▶ _What is being asked_
Recast the portion of the data that opens with the line containing "Segment every instance of the red taillight." and closes with the line containing "64 101 L 76", both lines included, as a numbered list with one item per line and any blank lines omitted.

▶ _Records provided_
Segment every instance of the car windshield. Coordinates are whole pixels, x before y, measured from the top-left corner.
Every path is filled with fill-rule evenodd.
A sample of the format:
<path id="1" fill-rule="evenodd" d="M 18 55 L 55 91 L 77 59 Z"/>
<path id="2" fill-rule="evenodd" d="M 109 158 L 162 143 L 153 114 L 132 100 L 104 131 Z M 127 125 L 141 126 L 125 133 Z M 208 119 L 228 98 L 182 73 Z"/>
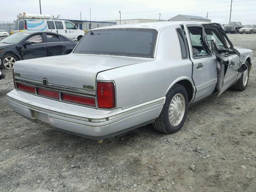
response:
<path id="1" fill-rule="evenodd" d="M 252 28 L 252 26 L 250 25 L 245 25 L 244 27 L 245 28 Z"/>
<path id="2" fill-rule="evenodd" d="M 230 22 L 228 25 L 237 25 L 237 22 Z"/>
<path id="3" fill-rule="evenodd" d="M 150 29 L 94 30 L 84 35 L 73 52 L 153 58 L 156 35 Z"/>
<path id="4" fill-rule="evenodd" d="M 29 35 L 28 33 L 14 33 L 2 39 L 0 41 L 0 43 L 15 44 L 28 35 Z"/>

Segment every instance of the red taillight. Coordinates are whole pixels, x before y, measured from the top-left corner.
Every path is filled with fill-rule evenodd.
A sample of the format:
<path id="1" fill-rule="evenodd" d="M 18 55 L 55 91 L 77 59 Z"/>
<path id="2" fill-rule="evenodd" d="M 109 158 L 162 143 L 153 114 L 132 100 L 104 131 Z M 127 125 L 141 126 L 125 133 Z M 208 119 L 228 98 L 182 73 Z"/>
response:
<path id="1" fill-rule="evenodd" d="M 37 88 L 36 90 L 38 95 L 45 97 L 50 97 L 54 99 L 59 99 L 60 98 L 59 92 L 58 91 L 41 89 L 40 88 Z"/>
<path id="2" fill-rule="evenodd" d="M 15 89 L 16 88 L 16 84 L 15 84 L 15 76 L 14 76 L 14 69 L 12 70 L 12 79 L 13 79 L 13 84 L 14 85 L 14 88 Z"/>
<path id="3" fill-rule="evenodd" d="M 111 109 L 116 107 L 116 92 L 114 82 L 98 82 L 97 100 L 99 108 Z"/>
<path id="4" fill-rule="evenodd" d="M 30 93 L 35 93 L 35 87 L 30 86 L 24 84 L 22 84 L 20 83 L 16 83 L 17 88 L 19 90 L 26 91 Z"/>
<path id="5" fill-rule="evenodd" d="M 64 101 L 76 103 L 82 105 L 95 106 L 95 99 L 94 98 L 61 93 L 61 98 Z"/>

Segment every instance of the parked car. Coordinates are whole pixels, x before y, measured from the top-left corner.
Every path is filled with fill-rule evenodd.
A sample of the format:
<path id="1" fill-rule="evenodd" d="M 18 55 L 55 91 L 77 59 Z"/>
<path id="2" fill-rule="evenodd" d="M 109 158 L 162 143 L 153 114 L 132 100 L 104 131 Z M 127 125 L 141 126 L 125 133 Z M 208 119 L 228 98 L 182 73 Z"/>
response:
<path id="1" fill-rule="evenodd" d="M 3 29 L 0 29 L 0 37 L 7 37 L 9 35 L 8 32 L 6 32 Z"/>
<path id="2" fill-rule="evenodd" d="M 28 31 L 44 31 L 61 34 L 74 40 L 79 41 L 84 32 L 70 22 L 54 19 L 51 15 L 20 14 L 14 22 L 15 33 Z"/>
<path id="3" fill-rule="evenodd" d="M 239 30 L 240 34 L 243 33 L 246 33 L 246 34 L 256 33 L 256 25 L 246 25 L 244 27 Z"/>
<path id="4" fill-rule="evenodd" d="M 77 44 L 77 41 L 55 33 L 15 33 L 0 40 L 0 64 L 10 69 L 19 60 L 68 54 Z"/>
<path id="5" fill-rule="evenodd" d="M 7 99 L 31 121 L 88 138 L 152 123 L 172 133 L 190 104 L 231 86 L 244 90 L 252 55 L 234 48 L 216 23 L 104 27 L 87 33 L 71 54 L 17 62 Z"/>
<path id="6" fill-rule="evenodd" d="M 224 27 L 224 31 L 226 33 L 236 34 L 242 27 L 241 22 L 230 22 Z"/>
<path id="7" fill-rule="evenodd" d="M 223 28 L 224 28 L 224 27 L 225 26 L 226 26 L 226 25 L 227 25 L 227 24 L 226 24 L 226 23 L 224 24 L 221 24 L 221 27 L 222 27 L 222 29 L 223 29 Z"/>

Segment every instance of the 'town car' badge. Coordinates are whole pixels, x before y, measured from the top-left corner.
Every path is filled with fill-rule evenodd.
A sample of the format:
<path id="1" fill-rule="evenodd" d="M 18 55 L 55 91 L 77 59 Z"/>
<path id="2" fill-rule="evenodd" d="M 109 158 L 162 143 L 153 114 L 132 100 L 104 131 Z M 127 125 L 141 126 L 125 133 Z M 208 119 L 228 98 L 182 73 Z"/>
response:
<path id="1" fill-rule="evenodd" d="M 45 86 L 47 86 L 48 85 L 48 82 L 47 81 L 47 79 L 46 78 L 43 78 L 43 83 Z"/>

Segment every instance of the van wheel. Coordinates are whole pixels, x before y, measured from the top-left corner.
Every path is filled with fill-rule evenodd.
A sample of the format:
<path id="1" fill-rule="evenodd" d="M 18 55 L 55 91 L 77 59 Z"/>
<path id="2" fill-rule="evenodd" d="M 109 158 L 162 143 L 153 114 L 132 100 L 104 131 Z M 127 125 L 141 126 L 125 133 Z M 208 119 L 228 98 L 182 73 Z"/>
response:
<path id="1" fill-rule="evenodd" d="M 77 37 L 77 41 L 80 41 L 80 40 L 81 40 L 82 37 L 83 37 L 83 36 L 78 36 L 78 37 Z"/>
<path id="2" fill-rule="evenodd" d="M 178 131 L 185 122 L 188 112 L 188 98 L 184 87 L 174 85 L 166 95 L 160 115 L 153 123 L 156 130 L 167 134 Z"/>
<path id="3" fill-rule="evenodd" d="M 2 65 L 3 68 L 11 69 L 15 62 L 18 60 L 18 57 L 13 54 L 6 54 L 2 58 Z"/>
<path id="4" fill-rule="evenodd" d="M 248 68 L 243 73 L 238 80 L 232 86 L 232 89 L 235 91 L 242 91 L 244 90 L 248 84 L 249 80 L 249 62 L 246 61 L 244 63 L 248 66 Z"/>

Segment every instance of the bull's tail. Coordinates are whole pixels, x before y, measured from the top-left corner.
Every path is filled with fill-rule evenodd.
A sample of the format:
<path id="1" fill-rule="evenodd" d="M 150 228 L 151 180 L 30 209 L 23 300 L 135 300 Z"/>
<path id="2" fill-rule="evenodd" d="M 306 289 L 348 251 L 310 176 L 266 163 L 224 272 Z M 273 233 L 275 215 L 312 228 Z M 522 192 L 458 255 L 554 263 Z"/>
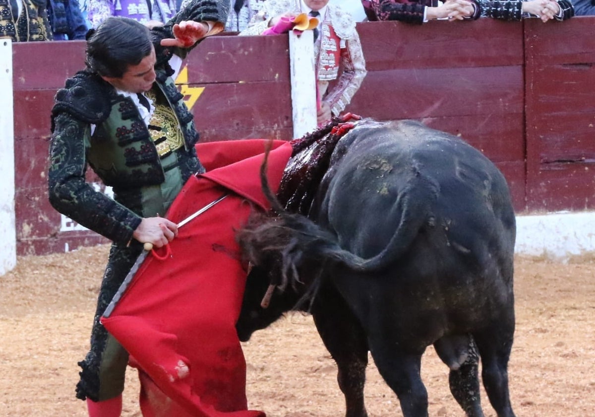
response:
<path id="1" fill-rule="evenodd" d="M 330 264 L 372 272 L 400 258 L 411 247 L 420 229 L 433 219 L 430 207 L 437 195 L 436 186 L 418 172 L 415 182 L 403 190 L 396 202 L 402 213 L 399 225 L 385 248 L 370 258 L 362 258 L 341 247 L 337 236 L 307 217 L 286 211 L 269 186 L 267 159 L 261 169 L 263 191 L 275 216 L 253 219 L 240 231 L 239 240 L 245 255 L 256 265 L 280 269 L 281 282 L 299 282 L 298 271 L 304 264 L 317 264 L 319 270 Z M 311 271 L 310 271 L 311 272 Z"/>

---

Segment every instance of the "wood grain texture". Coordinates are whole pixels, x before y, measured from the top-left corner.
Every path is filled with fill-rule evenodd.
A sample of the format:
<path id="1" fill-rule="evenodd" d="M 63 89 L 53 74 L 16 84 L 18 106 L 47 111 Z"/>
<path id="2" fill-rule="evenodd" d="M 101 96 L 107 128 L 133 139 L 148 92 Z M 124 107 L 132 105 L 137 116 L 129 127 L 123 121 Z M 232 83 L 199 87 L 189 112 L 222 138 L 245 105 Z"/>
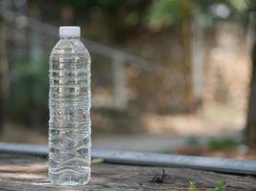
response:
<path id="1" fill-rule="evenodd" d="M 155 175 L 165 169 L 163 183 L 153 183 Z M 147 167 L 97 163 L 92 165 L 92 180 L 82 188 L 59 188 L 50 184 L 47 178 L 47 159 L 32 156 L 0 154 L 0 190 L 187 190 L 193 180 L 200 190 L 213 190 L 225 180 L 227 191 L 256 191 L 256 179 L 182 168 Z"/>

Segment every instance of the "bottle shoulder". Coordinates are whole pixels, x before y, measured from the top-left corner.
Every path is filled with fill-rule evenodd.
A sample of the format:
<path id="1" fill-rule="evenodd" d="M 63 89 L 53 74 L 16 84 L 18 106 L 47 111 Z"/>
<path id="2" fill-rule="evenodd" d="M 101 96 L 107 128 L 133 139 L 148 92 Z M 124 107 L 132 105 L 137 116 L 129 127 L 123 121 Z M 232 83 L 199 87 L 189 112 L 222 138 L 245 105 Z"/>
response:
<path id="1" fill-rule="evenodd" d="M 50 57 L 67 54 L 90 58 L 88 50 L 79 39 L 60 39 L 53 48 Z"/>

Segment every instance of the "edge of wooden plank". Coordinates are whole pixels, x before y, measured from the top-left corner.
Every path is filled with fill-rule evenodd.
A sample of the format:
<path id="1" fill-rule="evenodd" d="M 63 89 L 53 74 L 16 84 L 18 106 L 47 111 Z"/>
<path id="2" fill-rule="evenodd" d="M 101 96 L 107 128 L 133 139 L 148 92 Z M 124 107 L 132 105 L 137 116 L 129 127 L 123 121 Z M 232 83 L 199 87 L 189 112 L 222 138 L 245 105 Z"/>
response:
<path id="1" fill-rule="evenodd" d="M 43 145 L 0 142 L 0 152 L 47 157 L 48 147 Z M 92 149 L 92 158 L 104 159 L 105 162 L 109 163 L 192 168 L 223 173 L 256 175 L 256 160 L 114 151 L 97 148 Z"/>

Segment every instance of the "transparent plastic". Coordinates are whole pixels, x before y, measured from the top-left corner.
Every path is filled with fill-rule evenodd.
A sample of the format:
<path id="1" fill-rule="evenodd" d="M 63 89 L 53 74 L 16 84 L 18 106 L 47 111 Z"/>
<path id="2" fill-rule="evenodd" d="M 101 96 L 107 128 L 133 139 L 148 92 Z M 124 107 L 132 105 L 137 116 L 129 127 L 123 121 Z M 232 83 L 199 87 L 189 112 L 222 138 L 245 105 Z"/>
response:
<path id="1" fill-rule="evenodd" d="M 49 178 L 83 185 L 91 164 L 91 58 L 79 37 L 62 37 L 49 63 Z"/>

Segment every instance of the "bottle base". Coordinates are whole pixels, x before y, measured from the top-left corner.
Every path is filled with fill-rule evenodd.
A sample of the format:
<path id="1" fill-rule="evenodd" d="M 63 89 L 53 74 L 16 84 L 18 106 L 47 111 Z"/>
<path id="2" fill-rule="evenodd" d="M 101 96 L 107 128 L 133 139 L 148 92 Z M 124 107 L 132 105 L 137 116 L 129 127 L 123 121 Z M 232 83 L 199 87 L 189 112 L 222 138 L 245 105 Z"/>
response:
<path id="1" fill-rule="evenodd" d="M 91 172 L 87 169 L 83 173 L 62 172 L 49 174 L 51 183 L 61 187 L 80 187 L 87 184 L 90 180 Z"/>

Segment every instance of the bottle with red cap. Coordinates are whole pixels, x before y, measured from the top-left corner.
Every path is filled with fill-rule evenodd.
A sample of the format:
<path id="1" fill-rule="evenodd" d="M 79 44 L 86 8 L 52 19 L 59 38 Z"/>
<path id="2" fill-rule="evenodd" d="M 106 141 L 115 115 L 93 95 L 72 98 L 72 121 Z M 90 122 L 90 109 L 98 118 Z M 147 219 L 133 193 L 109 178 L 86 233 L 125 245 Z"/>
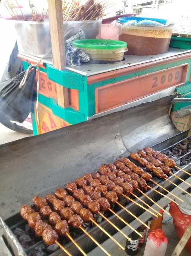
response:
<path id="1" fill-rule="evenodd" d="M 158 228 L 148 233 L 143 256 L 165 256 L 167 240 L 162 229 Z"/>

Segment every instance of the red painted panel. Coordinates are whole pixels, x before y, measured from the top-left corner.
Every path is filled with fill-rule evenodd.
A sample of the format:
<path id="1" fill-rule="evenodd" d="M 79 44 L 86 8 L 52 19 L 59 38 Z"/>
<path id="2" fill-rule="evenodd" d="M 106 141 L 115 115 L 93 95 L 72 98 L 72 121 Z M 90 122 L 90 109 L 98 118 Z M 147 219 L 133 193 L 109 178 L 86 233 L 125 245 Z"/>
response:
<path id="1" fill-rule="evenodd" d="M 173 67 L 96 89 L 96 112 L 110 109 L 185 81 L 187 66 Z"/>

...

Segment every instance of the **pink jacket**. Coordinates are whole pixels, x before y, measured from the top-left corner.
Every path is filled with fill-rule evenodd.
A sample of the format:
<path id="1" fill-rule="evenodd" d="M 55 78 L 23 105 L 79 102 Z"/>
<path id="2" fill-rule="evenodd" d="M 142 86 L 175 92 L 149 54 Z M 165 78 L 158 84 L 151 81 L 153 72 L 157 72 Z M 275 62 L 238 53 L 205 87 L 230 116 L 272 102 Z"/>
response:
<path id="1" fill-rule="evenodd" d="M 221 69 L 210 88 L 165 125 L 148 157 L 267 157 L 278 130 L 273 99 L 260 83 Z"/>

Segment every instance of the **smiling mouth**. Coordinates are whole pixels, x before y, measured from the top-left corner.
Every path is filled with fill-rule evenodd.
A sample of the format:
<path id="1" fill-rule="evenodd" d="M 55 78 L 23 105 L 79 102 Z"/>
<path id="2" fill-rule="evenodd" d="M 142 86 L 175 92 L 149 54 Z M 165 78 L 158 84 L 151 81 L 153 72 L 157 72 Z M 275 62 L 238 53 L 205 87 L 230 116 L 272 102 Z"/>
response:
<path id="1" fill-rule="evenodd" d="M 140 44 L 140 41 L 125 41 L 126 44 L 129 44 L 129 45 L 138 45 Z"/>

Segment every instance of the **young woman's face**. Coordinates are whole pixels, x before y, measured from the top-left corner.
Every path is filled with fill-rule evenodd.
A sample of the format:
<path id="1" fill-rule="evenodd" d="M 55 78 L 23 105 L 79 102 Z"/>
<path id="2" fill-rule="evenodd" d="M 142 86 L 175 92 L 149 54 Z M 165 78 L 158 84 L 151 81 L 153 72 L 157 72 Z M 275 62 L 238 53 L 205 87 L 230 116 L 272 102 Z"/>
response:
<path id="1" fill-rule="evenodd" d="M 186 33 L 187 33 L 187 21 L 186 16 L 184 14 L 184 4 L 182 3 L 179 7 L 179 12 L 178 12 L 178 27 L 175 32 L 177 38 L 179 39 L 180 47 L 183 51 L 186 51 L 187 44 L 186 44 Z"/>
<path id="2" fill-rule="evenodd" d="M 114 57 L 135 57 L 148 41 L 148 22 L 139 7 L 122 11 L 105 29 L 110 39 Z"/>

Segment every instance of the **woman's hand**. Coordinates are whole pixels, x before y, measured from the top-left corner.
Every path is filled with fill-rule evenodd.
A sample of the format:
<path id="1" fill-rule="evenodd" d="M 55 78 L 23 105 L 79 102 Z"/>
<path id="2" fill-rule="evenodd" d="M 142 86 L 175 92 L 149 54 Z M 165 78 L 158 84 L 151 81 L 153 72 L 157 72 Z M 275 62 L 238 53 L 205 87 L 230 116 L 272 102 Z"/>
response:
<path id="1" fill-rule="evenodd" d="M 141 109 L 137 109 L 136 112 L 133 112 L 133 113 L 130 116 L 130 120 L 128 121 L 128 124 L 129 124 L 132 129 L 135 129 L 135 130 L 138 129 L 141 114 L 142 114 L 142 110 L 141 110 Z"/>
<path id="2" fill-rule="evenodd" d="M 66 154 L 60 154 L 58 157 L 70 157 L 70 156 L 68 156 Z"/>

▶ _Response_
1. Segment every instance of the red taillight. Coordinates are whole pixels, x before y, measured from the top-left corner.
2. Every path is filled with fill-rule evenodd.
3. A sample of the format:
4. <path id="1" fill-rule="evenodd" d="M 18 55 L 55 91 L 77 59 Z"/>
5. <path id="2" fill-rule="evenodd" d="M 109 158 L 162 143 L 153 114 L 132 100 L 104 131 Z M 127 125 L 141 126 L 125 133 Z M 208 119 L 228 98 L 182 73 Z"/>
6. response:
7. <path id="1" fill-rule="evenodd" d="M 37 88 L 36 90 L 38 95 L 45 97 L 50 97 L 54 99 L 59 99 L 60 98 L 59 92 L 58 91 L 41 89 L 40 88 Z"/>
8. <path id="2" fill-rule="evenodd" d="M 15 89 L 16 88 L 16 84 L 15 84 L 15 76 L 14 76 L 14 69 L 12 70 L 12 79 L 13 79 L 13 84 L 14 85 L 14 88 Z"/>
9. <path id="3" fill-rule="evenodd" d="M 111 109 L 116 107 L 116 92 L 114 82 L 98 82 L 97 100 L 99 108 Z"/>
10. <path id="4" fill-rule="evenodd" d="M 30 93 L 35 93 L 35 87 L 30 86 L 24 84 L 22 84 L 20 83 L 16 83 L 17 88 L 19 90 L 26 91 Z"/>
11. <path id="5" fill-rule="evenodd" d="M 64 101 L 76 103 L 82 105 L 95 106 L 95 99 L 94 98 L 61 93 L 61 98 Z"/>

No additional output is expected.